GIVEN ENTRIES:
_____

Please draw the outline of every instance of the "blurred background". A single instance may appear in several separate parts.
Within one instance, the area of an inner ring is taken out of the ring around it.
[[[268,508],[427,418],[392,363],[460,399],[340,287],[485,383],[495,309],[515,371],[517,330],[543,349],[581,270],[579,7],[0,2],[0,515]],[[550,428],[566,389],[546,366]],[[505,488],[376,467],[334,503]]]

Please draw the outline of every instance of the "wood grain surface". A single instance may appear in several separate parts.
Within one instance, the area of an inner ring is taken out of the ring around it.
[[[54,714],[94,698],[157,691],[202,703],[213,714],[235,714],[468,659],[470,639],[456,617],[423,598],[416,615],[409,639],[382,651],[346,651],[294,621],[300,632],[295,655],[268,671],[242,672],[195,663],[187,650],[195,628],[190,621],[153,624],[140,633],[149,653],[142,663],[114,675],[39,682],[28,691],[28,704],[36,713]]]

_____

THE REQUEST: Recast every line of the listing above as a Markdown table with the columns Row and Line, numbering the rows in order and omitting blank lines.

EXERCISE ANSWER:
| Row | Line |
|---|---|
| 1 | Please draw the outline of every instance of the "blurred background". A single instance may appear in several separate parts. |
| 2 | Within one instance, the area of an inner ring is taken out of the ring around it. |
| 3 | [[[268,508],[427,418],[392,363],[460,399],[340,287],[485,383],[495,309],[515,371],[517,330],[543,349],[581,270],[579,7],[0,2],[0,515]],[[550,428],[566,389],[546,366]],[[505,488],[376,467],[334,503]]] |
| 4 | Please draw the outline of every instance of the "wood grain surface". A single instance may appear in several separate parts. |
| 5 | Within one instance, the area of an inner ring is taken out of the ring around it. |
| 6 | [[[54,714],[94,698],[157,691],[202,703],[213,714],[235,714],[468,659],[470,639],[456,617],[423,598],[416,615],[409,639],[382,651],[346,651],[294,621],[300,632],[295,655],[268,671],[242,672],[195,663],[187,650],[195,628],[190,621],[153,624],[140,633],[149,653],[142,663],[114,675],[39,682],[28,691],[28,704],[36,713]]] |